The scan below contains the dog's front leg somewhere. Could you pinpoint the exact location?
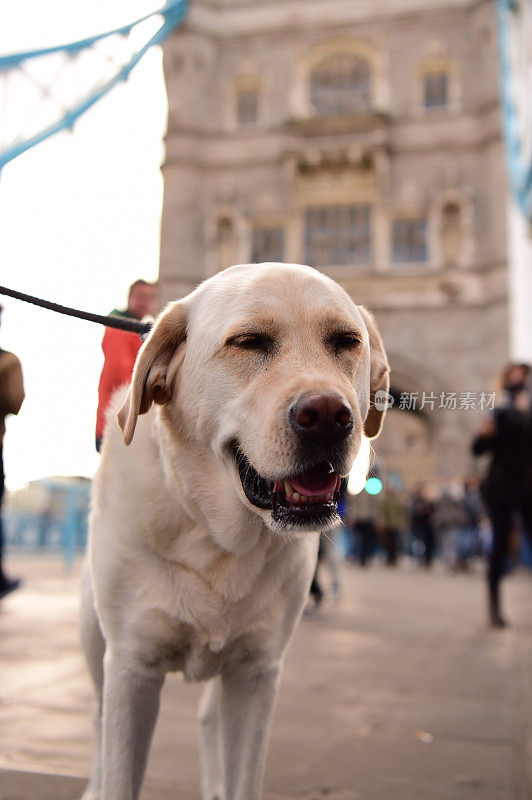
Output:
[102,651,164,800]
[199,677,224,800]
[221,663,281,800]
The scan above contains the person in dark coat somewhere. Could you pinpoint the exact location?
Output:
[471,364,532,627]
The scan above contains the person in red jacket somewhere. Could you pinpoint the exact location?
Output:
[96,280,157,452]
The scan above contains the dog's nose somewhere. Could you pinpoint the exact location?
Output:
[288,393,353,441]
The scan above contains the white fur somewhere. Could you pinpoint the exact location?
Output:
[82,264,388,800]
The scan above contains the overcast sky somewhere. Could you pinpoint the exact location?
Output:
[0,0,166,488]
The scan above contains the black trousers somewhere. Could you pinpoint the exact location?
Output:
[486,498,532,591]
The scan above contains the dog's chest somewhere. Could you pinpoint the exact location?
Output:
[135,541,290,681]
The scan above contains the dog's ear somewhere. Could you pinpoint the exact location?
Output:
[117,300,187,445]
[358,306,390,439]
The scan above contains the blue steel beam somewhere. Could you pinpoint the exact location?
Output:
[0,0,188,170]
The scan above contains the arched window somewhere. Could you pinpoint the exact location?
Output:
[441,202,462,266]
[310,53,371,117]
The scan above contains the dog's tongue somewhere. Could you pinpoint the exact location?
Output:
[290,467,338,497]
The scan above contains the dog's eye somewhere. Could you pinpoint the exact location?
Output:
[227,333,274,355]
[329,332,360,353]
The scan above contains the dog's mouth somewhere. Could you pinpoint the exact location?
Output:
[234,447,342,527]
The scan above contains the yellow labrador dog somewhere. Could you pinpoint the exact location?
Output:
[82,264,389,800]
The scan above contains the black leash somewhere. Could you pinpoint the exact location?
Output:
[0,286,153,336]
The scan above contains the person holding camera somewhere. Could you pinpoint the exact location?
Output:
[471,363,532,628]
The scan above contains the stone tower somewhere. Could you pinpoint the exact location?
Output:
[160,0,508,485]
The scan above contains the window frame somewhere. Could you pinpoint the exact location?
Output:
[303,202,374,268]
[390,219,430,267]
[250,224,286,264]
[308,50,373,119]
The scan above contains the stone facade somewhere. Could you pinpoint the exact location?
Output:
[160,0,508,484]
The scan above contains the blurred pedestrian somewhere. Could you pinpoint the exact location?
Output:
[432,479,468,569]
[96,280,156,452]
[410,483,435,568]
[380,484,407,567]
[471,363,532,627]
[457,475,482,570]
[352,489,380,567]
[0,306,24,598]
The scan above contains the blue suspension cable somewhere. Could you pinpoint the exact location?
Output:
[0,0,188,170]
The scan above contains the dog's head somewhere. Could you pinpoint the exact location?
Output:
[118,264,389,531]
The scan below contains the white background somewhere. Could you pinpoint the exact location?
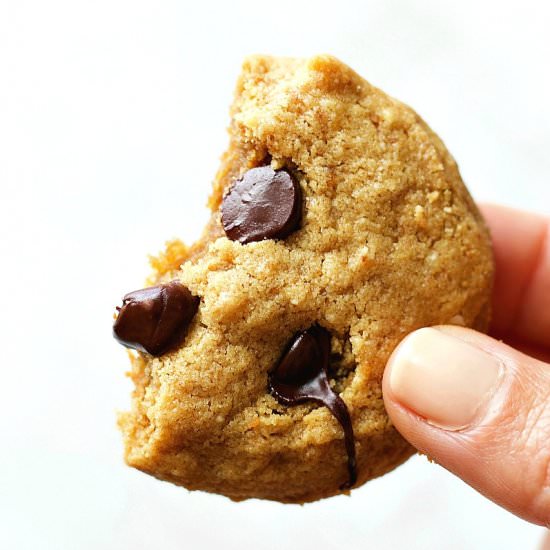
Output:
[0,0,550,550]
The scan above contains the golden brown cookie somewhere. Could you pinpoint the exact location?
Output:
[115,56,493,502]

Short problem:
Retype the lines from the line containing "The scan above contains the dog's mouth" to the line containing "[0,306,24,598]", both included, without any change.

The answer:
The scan above contains the dog's mouth somewhere. Could you pinpoint the exact location?
Output:
[234,447,342,527]
The scan above contains the yellow labrador dog somewhere. Could you pinpoint the exact location?
Output:
[82,264,389,800]
The scan above contains the black leash somewhere. Could you pinpoint the exact location?
Output:
[0,286,153,336]
The scan above contains the person holding camera somewhere. Could you pinpoint the exact location?
Output:
[471,363,532,628]
The scan above contains the stone tower somewhere. Could you pinpoint the exact location?
Output:
[160,0,508,485]
The scan above contains the window frame somewhere. Could you pinpoint the exact location?
Output:
[303,202,374,268]
[390,219,430,267]
[250,224,286,264]
[308,50,373,119]
The scan above contains the stone facade somewhere. Could you pinpoint the exact location?
Output:
[160,0,508,484]
The scan above contains the blurred pedestrian somewhere. Could you pinpoint the exact location?
Output:
[432,479,468,569]
[96,280,156,452]
[410,483,435,568]
[380,484,407,567]
[471,363,532,627]
[457,475,482,570]
[352,489,380,567]
[0,306,24,598]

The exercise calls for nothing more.